The entries need to be copied exactly.
>> Begin
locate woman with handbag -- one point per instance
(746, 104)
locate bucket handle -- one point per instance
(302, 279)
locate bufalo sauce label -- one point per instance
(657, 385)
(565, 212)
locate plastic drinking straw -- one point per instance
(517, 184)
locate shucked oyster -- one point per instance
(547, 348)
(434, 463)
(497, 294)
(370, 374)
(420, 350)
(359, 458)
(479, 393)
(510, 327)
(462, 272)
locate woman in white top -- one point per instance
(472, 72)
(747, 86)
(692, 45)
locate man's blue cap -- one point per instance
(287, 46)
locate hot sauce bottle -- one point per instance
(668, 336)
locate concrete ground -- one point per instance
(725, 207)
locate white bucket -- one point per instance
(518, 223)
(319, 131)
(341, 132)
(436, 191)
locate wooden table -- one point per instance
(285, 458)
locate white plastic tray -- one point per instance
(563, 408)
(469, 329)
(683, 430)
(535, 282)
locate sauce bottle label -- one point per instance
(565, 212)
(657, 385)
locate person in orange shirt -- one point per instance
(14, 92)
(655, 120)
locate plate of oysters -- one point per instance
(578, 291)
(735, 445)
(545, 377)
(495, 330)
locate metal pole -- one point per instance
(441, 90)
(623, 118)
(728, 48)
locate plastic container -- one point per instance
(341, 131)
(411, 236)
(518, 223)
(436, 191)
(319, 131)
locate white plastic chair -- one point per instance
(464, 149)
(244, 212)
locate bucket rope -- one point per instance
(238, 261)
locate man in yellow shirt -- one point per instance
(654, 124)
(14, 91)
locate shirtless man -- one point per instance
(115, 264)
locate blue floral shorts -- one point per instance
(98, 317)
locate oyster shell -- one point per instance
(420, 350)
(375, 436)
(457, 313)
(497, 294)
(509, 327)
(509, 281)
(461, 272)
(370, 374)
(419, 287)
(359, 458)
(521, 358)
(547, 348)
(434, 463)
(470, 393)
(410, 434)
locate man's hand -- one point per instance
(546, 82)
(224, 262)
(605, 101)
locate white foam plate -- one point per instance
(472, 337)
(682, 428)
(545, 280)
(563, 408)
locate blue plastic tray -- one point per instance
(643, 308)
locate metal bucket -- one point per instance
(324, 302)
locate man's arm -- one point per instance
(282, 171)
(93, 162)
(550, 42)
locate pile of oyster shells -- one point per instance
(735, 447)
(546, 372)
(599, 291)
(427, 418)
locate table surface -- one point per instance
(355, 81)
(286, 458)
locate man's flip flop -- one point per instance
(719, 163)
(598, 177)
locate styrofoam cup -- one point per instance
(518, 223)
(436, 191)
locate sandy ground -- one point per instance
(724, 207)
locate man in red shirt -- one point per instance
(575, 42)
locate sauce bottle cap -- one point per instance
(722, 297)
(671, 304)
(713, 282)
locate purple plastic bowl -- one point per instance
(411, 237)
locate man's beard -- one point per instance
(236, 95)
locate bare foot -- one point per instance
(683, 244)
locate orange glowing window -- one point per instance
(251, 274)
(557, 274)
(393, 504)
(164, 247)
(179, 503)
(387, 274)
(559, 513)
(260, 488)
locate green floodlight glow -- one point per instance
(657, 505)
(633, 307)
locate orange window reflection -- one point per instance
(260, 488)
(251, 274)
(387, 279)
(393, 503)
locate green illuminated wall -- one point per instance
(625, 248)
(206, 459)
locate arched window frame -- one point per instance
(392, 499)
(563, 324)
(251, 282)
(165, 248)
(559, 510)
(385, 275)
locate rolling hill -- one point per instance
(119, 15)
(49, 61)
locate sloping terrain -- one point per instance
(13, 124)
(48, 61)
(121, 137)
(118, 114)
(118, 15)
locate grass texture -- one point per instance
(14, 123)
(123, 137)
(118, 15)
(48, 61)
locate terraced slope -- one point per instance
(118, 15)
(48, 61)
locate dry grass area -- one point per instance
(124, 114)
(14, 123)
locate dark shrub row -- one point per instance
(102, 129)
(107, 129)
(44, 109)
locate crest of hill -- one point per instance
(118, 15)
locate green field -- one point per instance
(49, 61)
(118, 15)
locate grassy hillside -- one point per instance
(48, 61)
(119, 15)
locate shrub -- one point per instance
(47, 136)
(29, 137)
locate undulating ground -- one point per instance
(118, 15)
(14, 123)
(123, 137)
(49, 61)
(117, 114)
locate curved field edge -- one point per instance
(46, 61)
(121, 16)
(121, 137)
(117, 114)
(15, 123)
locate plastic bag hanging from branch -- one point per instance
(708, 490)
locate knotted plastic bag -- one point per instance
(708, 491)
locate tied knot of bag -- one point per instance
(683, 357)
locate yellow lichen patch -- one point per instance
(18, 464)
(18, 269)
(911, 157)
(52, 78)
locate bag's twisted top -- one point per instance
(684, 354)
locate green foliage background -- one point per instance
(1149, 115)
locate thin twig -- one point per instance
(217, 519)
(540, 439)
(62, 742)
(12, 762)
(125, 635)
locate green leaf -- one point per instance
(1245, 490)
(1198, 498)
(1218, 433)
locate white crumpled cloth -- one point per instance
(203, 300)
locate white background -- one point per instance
>> End
■ Answer to this problem ■
locate woman with handbag -- one point per instance
(746, 104)
locate bucket handle -- one point per instance
(302, 279)
locate bufalo sauce label -- one point per instance
(657, 385)
(565, 212)
locate plastic drinking straw -- one point per instance
(517, 184)
locate shucked oyster -- one point per instance
(547, 348)
(434, 463)
(497, 294)
(370, 374)
(420, 350)
(359, 458)
(479, 393)
(510, 327)
(462, 272)
locate woman in white top -- one point per instance
(472, 72)
(747, 86)
(692, 45)
locate man's blue cap -- one point per instance
(287, 46)
locate hot sauce bottle -- one point per instance
(668, 336)
locate concrete ground -- one point per instance
(725, 207)
locate white bucket -- one point per instance
(518, 223)
(319, 131)
(341, 132)
(436, 191)
locate wooden table -- one point per instance
(285, 458)
locate white plastic tray -- one point per instance
(563, 408)
(469, 329)
(683, 430)
(535, 282)
locate sauce bottle label -- one point per instance
(565, 212)
(657, 385)
locate person in orange shirt -- one point per instance
(14, 92)
(655, 120)
locate plate of oysters -- one point per instance
(578, 291)
(735, 445)
(545, 377)
(495, 330)
locate metal pole -- one point per instance
(441, 90)
(623, 118)
(728, 48)
locate plastic container -- one point per instance
(341, 131)
(411, 236)
(518, 223)
(436, 191)
(319, 131)
locate white plastic chair -- one point per instance
(464, 149)
(244, 212)
locate bucket rope -- one point per instance
(238, 261)
locate man in yellow shirt -- one point per instance
(654, 124)
(14, 91)
locate shirtless man -- one point per instance
(115, 264)
locate blue floral shorts -- one point per instance
(98, 317)
locate oyster shell -- one point per instance
(420, 350)
(375, 436)
(457, 313)
(497, 294)
(509, 327)
(509, 281)
(461, 272)
(370, 374)
(419, 287)
(359, 458)
(521, 358)
(547, 348)
(434, 463)
(470, 393)
(410, 434)
locate man's hand -- one point per instance
(546, 82)
(224, 262)
(605, 101)
locate white foam plate -- one point per instance
(472, 337)
(682, 428)
(545, 280)
(563, 408)
locate blue plastic tray -- one point per instance
(643, 308)
locate metal bucket -- one point per instance
(324, 302)
locate man's arm -- one point per instance
(282, 171)
(93, 162)
(550, 42)
locate pile of oyster shells -- one point per instance
(735, 447)
(546, 372)
(599, 291)
(427, 418)
locate table surface -- one point per instance
(355, 81)
(286, 458)
locate man's flip flop -- one point per instance
(719, 163)
(598, 177)
locate styrofoam cup -- one point per instance
(518, 223)
(436, 191)
locate sandy ground -- one point per instance
(724, 207)
locate man in red shirt -- one point per instance
(575, 42)
locate sauce bottle cap -- one point per instance
(722, 297)
(671, 304)
(713, 282)
locate purple plastic bowl -- one point per instance
(411, 237)
locate man's beard -- one point per instance
(236, 95)
locate bare foot -- one point per instance
(683, 244)
locate orange glowing window -- one point per instance
(251, 274)
(557, 274)
(393, 504)
(164, 247)
(179, 503)
(387, 274)
(559, 513)
(260, 488)
locate green floodlight glow -- one point per instance
(657, 505)
(633, 307)
locate orange window reflection -- one point per instance
(260, 488)
(251, 274)
(387, 279)
(393, 503)
locate green illuminated wall -- one point per instance
(625, 248)
(206, 459)
locate arched window frame -- one point per instance
(392, 499)
(563, 324)
(251, 282)
(165, 248)
(559, 510)
(385, 275)
locate rolling hill -- one point per instance
(119, 15)
(49, 61)
locate sloping terrain -- one point per instance
(13, 124)
(48, 61)
(121, 137)
(118, 114)
(118, 15)
locate grass texture -- one point per instance
(14, 123)
(123, 137)
(118, 15)
(48, 61)
locate terraced slope -- one point per instance
(118, 15)
(48, 61)
locate dry grass area -- one point per instance
(124, 114)
(14, 123)
locate dark shrub row -- one point per instance
(102, 129)
(107, 129)
(44, 109)
locate crest of hill -- one point per instance
(118, 15)
locate green field -- one point per instance
(49, 61)
(118, 15)
locate grassy hillside -- one point per instance
(48, 61)
(119, 15)
locate shrub -- one point per instance
(47, 136)
(29, 137)
locate undulating ground -- one point per instance
(118, 15)
(14, 123)
(123, 137)
(49, 61)
(117, 114)
locate curved field edge -- one point per instance
(46, 61)
(121, 16)
(121, 137)
(117, 114)
(15, 123)
locate plastic bag hanging from branch -- one point per instance
(708, 490)
locate knotted plastic bag -- one point per instance
(708, 491)
locate tied knot of bag -- one point per instance
(683, 357)
locate yellow lichen patch -- one point per instance
(18, 464)
(18, 269)
(911, 157)
(52, 78)
locate bag's twisted top -- one point per instance
(684, 354)
locate green foliage background -- one point per instance
(1149, 115)
locate thin twig -- one point per instance
(217, 519)
(540, 439)
(62, 742)
(12, 762)
(125, 635)
locate green leaf -- one point per instance
(1245, 490)
(1198, 498)
(1218, 433)
locate white crumpled cloth -- one point per instance
(203, 300)
locate white background -- one point per instance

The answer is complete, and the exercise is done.